(Records of labeled points)
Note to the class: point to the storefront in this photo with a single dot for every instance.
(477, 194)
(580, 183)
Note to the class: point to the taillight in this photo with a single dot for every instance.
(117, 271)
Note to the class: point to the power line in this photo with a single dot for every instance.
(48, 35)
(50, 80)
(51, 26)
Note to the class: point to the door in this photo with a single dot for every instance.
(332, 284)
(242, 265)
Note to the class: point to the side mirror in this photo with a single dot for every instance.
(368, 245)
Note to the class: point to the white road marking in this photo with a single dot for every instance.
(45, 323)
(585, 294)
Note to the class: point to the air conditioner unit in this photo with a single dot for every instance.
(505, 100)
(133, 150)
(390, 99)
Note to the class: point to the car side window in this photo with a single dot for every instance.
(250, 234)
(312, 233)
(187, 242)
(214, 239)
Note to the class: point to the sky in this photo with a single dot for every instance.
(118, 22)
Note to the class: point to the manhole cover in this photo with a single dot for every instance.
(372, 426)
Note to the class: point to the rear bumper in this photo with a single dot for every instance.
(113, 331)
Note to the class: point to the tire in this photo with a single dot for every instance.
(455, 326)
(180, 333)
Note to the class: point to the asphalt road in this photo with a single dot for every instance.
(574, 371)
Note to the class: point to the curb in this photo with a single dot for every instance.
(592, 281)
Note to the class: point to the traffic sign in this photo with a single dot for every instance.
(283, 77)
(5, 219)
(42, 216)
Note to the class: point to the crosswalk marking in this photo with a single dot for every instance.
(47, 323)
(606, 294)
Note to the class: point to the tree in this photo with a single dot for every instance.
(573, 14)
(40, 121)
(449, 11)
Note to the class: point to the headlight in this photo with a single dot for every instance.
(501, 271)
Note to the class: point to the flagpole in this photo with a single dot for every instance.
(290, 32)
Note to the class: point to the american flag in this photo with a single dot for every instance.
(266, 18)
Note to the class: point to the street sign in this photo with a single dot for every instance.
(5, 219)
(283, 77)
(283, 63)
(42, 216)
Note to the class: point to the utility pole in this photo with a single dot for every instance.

What the task asks
Starting at the line that contains "Note to the class: point to the american" and ending at the last line of the listing above, write those lines out again, keeping every request line, and raise each number in the point coordinates by 82.

Output for this exercise
Note to the class: point to the american flag in this photo with a single dot for every instance.
(348, 100)
Note to the class: point to the street sign in this photo with a single dot for every instance.
(87, 301)
(365, 159)
(365, 145)
(124, 298)
Note to the class: point to the utility pole in this photo with a single dot for every instance.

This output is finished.